Task to complete –
Your answer should be one number, the count of lines in the records that carry the string "field".

Supplied records –
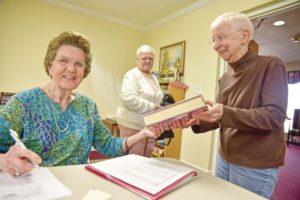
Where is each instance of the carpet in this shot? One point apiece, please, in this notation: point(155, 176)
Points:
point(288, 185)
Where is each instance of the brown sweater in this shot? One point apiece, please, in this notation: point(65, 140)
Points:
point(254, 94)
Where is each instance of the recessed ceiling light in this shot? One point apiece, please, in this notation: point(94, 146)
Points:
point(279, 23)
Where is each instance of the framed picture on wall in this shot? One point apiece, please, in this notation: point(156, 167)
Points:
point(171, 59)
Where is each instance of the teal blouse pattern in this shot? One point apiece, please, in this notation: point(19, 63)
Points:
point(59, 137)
==
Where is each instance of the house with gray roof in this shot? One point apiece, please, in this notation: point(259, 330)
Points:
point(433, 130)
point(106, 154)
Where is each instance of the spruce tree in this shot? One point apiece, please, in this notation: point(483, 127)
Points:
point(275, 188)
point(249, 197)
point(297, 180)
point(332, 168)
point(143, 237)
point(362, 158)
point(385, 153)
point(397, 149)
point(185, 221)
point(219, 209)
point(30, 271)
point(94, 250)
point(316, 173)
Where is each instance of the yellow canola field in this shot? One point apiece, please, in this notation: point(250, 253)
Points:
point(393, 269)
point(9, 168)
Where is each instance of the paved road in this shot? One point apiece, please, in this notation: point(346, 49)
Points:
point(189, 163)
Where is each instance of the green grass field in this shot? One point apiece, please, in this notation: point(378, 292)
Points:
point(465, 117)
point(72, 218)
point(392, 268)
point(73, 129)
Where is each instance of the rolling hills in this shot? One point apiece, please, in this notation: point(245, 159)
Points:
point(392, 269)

Written solution –
2